Records provided Start Marker

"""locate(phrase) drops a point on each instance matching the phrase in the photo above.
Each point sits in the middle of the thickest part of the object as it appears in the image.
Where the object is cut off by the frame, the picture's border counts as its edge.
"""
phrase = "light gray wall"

Records provided End Marker

What you should do:
Your reply should hold all the lines from the listing above in which "point" appears.

Finished task:
"""locate(phrase) drops a point on each instance matching the phrase in the photo above.
Each point sits in the middle of the thickest part of the object as it appears in the image.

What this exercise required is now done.